Compiti scritti:
1. Estrai dal testo dell'ordinanza tutto ciò che va da "udita la relazione" giù fino a "fonti di conoscenza.", parola per parola.
2. Secondo il testo dell'ordinanza, su quanti motivi si fonda il ricorso per cassazione?
3. Continua il testo dell'ordinanza a partire dall'ultima frase riportata.

Testo della pagina:

SEZIONE PRIMA CIVILE

Composta dagli Ill.mi Sigg.ri Magistrati:

Dott. DI VIRGILIO Rosa Maria – Presidente –

Dott. PARISE Clotilde – rel. Consigliere –

Dott. FEDERICO Guido – Consigliere –

Dott. MERCOLINO Guido – Consigliere –

Dott. PAZZI Alberto – Consigliere –

ha pronunciato la seguente:

ORDINANZA

sul ricorso 13832/2018 proposto da:

A.S., rappresentato e difeso dall’avvocato Rodontini Antonio del Foro di Milano giusta procura allegata al ricorso;

– ricorrente –

contro

Ministero dell’Interno, in persona del Ministro pro tempore, elettivamente domiciliato in Roma Via Dei Portoghesi n. 12 presso l’Avvocatura Generale Dello Stato, che lo rappresenta e difende ope legis;

– controricorrente –

avverso il decreto del TRIBUNALE di MILANO, depositato il 26/03/2018;

udita la relazione della causa svolta nella Camera di consiglio del 25/09/2019 dal Cons. Dott. PARISE CLOTILDE.

FATTI DI CAUSA

1. Con decreto n. 996/2018 depositato il 26-3-2018 il Tribunale di Milano ha respinto il ricorso di A.S., cittadino della *****, avente ad oggetto in via gradata il riconoscimento dello status di rifugiato, della protezione sussidiaria e di quella umanitaria. Il Tribunale ha ritenuto che fosse non credibile la vicenda personale narrata dal richiedente, il quale riferiva di essere fuggito perchè minacciato di estorsione e di morte da una setta cult del Paese. Il Tribunale ha ritenuto che non ricorressero i presupposti per il riconoscimento di alcuna forma di protezione, avuto anche riguardo alla situazione generale e politico-economica della Nigeria e dell’Edo State, descritta nel decreto impugnato, con indicazione delle fonti di conoscenza.

2. Avverso il suddetto provvedimento, il ricorrente propone ricorso per cassazione, affidato a due motivi, nei confronti del Ministero dell’Interno, che resiste con controricorso.

Dati mostrati:
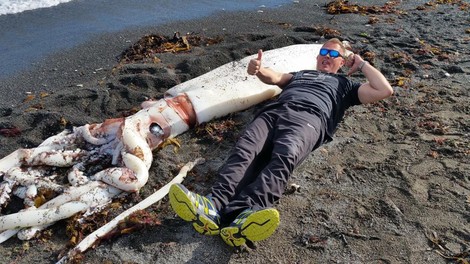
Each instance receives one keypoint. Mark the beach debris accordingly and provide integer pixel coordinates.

Soluzioni dell'esercizio:
1.
udita la relazione della causa svolta nella Camera di consiglio del 25/09/2019 dal Cons. Dott. PARISE CLOTILDE.

FATTI DI CAUSA

1. Con decreto n. 996/2018 depositato il 26-3-2018 il Tribunale di Milano ha respinto il ricorso di A.S., cittadino della *****, avente ad oggetto in via gradata il riconoscimento dello status di rifugiato, della protezione sussidiaria e di quella umanitaria. Il Tribunale ha ritenuto che fosse non credibile la vicenda personale narrata dal richiedente, il quale riferiva di essere fuggito perchè minacciato di estorsione e di morte da una setta cult del Paese. Il Tribunale ha ritenuto che non ricorressero i presupposti per il riconoscimento di alcuna forma di protezione, avuto anche riguardo alla situazione generale e politico-economica della Nigeria e dell’Edo State, descritta nel decreto impugnato, con indicazione delle fonti di conoscenza.

2. Su due motivi.

3.
RAGIONI DELLA DECISIONE

1.Con il primo motivo il ricorrente lamenta “Violazione del D.Lgs. n. 251 del 2007, artt. 3, 5 e 14 e del D.Lgs. n. 25 del 2008, art. 27, comma 1 bis, in relazione alla sussistenza del requisito del danno grave”. Erroneamente, ad avviso del ricorrente, il Tribunale ha ritenuto che la situazione in cui si era trovato il richiedente, vittima di estorsione e di minacce di morte da parte di una setta cult, non integrasse il danno grave, ai fini della concessione della protezione sussidiaria. Il Giudice ha l’obbligo di cooperazione istruttoria per integrare il quadro probatorio, acquisendo altri dati informativi, mentre il Tribunale non aveva adottato il metodo istruttorio prescritto dal citato art. 3 e non aveva accertato se le autorità nigeriane fossero in grado di fornire adeguata tutela al ricorrente.

2. Con il secondo motivo lamenta “Violazione del D.Lgs. n. 251 del 2007, art. 14 e del D.Lgs. n. 25 del 2008, art. 27, comma 1 bis, in relazione alla valutazione della situazione di pericolo nel Paese di origine del ricorrente”. Ad avviso del ricorrente il Tribunale di Milano non aveva tenuto conto delle informazioni reperibili da fonti ufficiali (rapporto Amnesty International 2016, Coi 2016) secondo cui anche nell’Edo State sussiste una situazione di violenza indiscriminata e di gravi violazioni di diritti umani ed abusi. Richiama provvedimenti emessi da giudici di merito nei confronti di richiedenti provenienti dall’Edo State, da cui risulta evidente la suddetta situazione.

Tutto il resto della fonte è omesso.